◆ **Task**: Extract every line of the items below that contains the word "block". Case counts.
[start Information supplied]
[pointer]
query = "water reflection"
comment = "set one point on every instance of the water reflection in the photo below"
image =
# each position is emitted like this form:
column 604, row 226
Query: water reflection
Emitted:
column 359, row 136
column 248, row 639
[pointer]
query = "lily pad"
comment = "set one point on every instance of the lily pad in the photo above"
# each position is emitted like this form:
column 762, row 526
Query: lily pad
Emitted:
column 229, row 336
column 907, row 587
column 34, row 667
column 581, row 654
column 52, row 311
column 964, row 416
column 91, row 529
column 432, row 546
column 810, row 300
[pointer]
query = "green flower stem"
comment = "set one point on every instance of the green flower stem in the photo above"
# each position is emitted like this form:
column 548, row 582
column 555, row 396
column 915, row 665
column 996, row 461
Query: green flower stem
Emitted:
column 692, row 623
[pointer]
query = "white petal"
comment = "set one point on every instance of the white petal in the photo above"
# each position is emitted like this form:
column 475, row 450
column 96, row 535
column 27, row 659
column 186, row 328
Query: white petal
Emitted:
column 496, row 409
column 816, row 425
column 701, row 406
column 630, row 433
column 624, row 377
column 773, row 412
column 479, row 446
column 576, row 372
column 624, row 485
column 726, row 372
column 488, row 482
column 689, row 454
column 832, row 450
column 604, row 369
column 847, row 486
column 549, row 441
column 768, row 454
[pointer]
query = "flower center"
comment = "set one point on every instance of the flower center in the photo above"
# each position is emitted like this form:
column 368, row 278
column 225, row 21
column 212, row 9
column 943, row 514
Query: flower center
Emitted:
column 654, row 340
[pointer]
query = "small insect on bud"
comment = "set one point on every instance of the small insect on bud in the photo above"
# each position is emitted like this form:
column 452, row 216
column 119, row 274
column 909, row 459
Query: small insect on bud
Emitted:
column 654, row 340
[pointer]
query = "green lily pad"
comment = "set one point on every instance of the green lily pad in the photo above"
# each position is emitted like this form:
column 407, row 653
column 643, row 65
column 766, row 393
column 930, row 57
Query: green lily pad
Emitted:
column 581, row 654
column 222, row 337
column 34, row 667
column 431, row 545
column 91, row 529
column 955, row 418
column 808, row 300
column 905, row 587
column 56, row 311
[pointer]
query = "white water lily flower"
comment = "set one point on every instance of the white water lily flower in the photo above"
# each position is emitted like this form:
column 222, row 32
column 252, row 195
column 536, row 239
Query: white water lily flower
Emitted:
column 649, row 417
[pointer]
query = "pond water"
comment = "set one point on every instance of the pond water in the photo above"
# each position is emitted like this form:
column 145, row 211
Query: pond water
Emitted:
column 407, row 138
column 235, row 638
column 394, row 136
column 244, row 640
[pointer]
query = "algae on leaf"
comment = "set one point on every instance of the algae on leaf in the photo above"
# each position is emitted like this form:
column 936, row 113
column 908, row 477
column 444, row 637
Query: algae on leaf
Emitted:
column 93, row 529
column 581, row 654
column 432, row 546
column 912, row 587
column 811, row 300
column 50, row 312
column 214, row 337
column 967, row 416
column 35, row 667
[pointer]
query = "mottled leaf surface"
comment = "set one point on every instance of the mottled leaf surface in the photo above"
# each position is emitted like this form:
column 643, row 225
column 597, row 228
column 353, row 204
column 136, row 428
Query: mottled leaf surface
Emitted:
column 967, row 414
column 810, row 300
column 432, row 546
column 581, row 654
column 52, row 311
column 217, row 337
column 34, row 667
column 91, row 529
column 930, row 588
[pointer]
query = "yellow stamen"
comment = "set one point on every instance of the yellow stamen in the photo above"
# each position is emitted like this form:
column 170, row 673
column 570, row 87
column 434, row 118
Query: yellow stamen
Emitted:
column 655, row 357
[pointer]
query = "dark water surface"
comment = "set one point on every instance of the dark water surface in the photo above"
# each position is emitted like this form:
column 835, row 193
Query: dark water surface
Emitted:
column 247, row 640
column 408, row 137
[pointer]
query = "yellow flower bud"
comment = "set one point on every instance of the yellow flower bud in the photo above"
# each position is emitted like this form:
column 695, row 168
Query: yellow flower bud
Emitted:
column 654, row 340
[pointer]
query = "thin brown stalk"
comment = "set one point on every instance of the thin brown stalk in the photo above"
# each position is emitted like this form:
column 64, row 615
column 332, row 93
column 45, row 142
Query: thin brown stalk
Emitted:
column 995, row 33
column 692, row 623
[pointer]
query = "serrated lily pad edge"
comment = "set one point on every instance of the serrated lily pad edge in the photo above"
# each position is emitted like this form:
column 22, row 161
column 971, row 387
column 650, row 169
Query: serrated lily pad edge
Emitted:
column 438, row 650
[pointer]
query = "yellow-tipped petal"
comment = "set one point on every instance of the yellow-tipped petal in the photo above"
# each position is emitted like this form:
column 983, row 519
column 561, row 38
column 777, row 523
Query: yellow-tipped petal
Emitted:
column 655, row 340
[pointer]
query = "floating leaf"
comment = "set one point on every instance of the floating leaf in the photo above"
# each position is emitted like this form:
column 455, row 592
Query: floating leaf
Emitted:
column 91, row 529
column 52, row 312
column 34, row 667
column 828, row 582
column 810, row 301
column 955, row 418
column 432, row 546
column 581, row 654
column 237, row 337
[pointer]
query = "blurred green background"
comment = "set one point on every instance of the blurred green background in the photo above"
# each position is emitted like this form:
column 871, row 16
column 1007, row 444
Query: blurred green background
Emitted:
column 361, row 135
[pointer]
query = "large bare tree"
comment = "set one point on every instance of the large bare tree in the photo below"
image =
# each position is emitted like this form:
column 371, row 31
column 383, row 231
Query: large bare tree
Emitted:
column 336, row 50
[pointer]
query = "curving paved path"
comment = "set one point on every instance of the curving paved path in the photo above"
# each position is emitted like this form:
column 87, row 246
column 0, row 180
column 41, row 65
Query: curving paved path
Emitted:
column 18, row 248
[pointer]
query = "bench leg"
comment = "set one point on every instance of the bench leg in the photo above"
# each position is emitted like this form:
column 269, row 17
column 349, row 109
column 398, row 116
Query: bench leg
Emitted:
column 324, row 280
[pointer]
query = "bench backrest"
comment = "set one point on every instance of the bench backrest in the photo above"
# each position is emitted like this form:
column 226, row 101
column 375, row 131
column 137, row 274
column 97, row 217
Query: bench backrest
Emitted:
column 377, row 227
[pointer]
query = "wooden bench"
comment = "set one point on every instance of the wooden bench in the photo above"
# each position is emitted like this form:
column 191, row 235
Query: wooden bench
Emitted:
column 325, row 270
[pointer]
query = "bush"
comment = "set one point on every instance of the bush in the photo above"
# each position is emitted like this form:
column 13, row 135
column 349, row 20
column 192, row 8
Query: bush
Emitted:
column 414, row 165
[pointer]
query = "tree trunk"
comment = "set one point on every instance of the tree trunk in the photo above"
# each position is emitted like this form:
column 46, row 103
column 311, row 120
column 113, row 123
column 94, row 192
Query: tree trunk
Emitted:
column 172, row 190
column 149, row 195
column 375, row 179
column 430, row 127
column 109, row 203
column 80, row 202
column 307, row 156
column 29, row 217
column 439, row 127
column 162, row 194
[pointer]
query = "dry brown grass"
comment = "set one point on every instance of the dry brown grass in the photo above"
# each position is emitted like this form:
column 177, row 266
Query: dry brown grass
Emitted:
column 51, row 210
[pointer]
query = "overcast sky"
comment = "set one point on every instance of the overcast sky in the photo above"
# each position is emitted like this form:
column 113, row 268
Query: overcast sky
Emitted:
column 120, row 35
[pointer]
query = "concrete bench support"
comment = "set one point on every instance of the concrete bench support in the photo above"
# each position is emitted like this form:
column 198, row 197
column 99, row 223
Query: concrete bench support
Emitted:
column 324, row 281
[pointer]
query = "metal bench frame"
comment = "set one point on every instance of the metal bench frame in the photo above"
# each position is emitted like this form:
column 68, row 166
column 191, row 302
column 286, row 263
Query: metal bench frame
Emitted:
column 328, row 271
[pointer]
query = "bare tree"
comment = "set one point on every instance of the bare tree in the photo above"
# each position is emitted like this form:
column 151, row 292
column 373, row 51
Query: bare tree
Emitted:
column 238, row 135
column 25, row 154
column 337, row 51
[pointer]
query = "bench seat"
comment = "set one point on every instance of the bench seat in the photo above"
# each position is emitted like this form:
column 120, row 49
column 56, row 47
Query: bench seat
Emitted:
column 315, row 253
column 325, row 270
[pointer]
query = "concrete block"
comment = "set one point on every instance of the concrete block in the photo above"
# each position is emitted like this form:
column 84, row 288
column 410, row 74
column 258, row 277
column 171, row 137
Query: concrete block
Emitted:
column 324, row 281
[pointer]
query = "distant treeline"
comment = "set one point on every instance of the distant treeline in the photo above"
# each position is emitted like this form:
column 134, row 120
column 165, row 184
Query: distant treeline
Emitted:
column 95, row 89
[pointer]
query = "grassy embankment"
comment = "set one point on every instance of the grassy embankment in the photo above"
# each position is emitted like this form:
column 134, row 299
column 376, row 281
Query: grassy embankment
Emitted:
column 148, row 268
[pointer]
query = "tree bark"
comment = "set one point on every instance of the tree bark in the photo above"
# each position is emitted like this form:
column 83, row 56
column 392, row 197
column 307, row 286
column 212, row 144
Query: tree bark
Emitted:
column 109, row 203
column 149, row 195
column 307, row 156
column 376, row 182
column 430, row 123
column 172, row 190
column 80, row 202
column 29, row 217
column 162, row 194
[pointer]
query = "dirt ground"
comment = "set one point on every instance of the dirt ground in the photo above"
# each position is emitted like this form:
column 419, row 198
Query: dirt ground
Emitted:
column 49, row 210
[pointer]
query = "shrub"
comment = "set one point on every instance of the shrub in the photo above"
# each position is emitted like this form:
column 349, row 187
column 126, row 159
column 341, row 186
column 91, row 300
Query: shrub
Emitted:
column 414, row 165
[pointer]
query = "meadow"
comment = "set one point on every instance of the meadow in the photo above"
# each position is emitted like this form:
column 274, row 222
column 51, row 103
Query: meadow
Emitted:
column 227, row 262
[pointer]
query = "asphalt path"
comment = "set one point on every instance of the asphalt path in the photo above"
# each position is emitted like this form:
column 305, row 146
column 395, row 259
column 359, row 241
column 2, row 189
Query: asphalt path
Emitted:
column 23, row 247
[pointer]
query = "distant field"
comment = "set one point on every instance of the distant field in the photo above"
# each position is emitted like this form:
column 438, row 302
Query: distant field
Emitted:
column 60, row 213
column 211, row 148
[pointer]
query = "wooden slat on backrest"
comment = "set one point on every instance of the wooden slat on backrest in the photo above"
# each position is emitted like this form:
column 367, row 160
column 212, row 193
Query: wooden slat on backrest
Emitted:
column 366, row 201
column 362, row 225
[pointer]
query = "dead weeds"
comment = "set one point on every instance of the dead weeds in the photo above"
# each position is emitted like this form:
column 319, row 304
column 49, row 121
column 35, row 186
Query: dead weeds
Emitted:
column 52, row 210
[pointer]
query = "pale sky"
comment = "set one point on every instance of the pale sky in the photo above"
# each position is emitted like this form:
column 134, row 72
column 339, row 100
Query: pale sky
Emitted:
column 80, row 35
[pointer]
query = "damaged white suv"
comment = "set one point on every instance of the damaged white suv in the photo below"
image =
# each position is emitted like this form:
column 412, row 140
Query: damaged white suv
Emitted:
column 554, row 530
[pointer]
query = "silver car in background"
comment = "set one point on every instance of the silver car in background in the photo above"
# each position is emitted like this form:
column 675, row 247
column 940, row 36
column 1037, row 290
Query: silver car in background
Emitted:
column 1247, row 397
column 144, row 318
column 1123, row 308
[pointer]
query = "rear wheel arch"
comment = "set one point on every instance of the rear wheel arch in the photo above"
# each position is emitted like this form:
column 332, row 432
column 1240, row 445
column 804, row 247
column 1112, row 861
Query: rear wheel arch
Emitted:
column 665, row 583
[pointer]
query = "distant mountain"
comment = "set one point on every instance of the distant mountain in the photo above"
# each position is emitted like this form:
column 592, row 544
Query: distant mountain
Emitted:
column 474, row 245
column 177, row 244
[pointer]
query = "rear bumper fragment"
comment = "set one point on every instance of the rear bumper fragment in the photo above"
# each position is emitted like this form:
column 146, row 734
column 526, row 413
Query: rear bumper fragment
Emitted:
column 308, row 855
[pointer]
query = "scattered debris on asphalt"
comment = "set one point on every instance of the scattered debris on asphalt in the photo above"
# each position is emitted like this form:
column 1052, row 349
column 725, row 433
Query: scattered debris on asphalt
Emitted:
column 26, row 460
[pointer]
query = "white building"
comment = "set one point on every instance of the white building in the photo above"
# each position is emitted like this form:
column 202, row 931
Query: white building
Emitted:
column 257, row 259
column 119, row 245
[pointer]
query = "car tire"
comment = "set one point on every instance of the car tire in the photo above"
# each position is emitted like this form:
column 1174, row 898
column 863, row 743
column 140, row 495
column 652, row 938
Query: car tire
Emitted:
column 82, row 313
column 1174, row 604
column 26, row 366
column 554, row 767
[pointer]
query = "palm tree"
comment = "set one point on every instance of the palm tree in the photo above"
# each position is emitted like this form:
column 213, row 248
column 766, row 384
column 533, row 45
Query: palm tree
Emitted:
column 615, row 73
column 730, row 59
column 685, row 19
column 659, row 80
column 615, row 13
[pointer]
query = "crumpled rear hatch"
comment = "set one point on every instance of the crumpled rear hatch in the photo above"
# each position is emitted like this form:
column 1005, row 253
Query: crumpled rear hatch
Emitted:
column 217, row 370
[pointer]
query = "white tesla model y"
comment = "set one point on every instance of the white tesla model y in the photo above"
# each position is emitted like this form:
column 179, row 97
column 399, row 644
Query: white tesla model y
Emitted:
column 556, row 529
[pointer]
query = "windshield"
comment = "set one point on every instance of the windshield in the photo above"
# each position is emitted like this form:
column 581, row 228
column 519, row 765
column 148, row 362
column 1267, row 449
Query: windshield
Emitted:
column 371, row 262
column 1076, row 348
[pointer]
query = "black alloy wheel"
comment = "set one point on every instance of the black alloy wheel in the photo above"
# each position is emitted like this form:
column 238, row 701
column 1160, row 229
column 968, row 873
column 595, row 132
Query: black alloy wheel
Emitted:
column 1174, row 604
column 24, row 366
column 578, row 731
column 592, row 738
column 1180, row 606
[end Information supplied]
◆ **The reply**:
query = "concrete block"
comment = "set one point on every instance of the concrete block in the photo above"
Query: concrete block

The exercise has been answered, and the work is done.